* Provided entries:
◇ ◇ ◇

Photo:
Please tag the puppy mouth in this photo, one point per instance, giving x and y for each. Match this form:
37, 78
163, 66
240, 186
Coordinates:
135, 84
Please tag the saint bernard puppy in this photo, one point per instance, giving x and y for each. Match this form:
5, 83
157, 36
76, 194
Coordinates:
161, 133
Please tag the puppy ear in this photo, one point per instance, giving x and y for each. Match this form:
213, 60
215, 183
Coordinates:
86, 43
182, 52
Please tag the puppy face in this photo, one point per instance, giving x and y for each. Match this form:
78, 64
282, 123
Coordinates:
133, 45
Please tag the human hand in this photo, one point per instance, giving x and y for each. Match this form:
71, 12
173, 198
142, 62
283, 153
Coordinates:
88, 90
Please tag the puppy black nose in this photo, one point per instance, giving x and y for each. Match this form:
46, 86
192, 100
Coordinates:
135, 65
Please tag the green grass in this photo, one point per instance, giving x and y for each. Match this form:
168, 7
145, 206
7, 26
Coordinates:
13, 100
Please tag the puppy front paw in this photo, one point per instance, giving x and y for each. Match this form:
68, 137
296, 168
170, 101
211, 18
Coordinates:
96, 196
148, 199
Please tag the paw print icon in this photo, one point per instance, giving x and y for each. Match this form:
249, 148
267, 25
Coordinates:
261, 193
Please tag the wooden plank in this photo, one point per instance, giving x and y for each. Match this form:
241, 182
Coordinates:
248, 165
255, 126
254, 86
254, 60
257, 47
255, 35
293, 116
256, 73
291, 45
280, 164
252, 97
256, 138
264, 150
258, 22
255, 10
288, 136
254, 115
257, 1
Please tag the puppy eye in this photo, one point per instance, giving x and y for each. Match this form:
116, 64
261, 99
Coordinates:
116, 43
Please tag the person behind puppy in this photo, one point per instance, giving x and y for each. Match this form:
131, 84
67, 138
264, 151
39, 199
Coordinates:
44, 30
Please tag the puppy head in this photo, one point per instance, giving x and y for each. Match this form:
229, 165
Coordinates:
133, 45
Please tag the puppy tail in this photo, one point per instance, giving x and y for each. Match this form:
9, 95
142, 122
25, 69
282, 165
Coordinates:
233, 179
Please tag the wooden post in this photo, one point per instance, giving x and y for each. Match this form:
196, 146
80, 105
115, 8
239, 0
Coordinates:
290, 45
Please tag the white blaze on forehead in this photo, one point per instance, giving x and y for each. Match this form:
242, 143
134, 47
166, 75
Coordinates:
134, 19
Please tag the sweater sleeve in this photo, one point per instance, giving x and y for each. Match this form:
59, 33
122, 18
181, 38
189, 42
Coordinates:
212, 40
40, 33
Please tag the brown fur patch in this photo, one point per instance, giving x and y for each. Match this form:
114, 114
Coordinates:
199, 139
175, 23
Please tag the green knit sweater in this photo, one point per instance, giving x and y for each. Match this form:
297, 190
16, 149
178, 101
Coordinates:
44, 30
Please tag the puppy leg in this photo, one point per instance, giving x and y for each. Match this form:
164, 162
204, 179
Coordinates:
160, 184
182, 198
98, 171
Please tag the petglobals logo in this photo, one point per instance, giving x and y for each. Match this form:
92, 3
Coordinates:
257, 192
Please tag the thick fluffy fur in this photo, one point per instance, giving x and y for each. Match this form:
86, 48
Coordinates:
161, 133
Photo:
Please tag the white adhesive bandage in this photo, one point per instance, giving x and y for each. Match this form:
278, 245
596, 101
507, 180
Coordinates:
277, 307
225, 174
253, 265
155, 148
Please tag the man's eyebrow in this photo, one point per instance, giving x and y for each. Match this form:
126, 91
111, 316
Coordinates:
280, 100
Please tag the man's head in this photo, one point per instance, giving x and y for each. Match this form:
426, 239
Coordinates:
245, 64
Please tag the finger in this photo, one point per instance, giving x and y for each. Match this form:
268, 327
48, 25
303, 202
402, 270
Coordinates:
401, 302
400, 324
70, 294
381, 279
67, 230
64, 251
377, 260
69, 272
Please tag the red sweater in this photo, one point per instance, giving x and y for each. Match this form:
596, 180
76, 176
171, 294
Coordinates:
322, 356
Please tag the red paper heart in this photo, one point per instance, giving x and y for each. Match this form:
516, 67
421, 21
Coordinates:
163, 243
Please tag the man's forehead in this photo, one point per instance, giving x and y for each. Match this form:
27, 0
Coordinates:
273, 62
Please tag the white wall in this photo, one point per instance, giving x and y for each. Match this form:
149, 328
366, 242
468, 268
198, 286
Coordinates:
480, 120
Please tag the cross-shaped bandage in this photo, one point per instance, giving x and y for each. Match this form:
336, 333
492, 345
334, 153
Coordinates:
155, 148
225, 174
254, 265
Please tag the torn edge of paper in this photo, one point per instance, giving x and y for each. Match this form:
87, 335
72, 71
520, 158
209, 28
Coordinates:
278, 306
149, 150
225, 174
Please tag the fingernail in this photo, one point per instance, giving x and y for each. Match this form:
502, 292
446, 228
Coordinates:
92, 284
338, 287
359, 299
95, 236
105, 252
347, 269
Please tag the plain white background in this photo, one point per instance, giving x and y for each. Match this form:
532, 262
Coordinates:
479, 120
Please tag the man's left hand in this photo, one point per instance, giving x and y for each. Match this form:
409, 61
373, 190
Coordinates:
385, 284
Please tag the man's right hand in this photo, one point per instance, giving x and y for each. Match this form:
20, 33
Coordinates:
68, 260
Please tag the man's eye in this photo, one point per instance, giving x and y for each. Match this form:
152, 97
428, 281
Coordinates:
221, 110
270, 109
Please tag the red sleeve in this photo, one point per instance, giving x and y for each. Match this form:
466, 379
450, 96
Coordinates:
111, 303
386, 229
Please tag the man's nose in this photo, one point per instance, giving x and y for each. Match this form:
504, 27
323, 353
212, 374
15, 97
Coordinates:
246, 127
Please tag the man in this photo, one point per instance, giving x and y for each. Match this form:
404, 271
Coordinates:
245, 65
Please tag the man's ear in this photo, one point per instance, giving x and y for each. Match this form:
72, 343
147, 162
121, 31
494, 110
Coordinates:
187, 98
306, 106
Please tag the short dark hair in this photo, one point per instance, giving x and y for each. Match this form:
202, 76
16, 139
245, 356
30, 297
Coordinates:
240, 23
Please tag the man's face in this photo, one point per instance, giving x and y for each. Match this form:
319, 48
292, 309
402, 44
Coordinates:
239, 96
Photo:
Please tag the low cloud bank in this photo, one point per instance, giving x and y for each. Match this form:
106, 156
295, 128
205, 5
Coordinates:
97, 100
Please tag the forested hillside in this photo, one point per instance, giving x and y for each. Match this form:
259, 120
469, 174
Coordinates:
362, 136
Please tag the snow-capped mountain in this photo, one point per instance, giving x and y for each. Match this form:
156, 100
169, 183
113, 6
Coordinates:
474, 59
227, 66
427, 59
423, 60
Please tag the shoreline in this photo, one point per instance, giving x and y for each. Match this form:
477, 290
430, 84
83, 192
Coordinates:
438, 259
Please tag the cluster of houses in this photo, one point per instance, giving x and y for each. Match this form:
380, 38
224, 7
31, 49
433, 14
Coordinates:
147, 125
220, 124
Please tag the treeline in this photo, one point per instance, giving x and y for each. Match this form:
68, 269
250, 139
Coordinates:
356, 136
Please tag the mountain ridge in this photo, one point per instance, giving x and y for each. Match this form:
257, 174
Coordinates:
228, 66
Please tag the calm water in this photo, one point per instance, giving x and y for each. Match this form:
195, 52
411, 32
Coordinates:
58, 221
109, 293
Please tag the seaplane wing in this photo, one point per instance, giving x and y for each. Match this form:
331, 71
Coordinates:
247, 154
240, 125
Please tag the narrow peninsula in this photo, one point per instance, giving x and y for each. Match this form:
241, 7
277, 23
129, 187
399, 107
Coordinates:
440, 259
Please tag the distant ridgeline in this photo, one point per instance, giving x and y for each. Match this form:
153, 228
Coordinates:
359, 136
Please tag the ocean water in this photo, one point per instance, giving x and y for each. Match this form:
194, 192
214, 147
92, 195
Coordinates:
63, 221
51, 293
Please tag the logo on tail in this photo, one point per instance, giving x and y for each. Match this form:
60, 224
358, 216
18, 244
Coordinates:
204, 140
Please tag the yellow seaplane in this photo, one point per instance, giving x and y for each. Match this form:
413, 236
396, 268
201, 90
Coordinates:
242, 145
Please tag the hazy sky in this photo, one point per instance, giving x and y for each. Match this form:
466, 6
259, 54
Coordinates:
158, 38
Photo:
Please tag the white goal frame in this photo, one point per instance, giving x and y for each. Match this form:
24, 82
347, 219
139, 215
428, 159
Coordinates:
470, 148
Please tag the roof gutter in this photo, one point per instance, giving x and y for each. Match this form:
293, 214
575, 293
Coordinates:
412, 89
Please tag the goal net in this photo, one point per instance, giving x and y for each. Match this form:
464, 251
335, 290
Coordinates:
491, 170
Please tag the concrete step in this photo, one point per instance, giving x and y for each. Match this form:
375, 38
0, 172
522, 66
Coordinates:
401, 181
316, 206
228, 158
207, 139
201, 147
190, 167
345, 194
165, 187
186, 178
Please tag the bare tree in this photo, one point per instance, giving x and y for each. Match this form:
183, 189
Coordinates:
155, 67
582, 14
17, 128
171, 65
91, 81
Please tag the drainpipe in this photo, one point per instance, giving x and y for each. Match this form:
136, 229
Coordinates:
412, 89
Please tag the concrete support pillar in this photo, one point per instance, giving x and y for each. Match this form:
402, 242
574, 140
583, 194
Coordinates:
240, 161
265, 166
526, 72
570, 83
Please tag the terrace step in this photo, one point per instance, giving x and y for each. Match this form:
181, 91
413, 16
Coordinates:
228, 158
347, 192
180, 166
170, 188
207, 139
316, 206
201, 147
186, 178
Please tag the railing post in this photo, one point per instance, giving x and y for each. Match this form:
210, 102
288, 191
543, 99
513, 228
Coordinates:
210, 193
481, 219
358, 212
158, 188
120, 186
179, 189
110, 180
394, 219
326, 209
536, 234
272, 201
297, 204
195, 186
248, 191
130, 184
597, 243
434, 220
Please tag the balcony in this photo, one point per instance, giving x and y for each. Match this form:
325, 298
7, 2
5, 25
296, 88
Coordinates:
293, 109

◇ ◇ ◇

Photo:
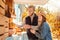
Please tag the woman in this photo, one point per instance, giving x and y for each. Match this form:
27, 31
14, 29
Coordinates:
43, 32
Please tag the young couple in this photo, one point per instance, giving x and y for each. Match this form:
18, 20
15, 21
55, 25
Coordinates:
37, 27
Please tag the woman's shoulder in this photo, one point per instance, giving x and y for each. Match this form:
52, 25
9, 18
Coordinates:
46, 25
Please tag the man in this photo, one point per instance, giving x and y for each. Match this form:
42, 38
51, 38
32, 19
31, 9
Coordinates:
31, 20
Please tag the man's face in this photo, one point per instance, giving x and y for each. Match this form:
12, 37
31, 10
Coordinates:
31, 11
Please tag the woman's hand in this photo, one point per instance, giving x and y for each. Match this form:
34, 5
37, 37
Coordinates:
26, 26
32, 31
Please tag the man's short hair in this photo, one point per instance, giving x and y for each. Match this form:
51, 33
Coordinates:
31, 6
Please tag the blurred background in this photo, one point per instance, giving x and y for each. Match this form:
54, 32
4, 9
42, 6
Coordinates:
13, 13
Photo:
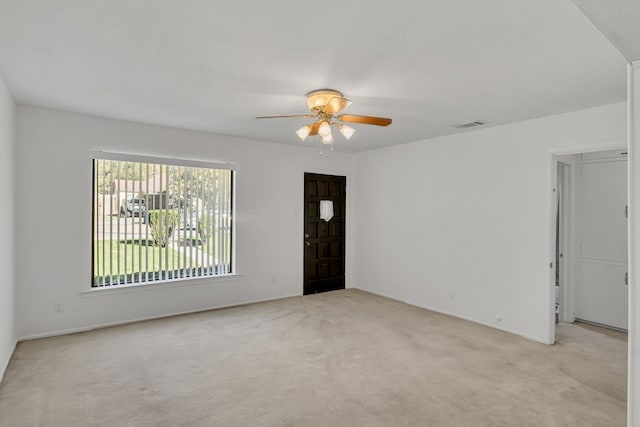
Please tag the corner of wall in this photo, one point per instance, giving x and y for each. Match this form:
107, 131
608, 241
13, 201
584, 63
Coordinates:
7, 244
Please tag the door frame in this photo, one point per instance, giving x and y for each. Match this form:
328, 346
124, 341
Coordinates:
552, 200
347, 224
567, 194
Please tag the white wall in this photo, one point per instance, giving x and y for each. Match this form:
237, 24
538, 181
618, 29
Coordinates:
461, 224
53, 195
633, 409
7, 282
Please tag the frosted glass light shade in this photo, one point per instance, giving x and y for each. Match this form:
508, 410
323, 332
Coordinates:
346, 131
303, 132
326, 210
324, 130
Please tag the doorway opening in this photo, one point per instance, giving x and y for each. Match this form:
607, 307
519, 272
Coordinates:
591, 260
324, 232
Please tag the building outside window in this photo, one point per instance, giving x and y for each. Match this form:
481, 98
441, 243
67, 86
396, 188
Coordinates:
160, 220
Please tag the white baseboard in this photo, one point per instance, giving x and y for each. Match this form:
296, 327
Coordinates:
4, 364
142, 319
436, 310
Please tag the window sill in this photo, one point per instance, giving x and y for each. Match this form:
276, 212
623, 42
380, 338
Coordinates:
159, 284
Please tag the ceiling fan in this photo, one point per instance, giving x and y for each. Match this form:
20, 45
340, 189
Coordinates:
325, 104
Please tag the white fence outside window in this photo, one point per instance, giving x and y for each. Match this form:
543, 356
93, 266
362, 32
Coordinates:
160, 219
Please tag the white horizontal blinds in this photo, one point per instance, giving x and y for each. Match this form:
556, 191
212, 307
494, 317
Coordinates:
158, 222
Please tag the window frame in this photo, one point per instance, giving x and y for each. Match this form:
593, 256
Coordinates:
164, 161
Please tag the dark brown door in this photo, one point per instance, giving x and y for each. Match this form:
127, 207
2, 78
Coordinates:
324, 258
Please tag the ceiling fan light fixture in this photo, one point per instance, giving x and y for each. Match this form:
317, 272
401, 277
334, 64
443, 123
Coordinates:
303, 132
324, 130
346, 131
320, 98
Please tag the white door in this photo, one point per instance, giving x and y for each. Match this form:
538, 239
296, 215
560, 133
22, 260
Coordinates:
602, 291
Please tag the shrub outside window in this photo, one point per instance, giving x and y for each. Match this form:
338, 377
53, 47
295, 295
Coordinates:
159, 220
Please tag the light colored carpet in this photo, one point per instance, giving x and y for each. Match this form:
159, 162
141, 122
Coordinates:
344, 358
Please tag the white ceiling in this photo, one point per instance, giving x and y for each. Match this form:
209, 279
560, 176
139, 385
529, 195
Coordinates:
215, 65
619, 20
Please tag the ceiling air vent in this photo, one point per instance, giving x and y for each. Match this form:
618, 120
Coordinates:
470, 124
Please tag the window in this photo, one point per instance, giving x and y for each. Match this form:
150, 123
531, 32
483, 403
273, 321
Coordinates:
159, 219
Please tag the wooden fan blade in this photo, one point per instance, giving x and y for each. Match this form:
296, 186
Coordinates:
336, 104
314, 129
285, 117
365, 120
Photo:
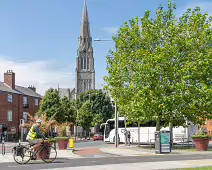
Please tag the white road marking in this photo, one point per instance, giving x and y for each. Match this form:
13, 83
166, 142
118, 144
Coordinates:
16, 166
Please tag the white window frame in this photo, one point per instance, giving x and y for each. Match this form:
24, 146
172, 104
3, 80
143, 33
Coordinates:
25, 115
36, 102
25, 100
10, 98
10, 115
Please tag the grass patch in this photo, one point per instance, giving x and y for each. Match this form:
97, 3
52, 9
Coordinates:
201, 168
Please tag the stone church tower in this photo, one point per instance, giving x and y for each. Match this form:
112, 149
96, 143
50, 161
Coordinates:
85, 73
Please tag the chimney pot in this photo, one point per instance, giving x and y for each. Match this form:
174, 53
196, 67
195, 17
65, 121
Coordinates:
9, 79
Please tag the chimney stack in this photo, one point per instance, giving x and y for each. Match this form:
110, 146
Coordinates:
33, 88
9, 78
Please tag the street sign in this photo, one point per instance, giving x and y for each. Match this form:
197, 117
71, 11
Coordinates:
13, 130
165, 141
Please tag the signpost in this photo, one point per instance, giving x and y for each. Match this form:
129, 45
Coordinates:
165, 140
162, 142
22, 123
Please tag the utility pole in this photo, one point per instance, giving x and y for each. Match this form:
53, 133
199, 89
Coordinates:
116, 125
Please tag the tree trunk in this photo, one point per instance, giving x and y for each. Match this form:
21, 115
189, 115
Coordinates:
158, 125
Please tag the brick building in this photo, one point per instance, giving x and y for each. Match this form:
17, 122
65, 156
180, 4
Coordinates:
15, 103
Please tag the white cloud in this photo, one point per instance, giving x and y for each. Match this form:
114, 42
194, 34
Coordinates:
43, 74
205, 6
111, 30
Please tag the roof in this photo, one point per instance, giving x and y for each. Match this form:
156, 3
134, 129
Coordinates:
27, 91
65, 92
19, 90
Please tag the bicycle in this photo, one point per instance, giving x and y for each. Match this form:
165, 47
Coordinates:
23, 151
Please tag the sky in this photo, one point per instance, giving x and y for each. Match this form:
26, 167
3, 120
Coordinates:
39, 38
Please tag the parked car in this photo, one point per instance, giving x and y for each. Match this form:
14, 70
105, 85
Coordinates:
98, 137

◇ ◇ ◇

* Goal: Which lines in the rows above contain the string "bandage", with case counting? Extract each such line in full.

* Exercise response:
Please tag the white adhesive bandage in this photo, one point per instance, giving x and y for each. Match this form:
Please tag the cross-shaped bandage in this photo, one point per instance, giving x and y for each. Match this form:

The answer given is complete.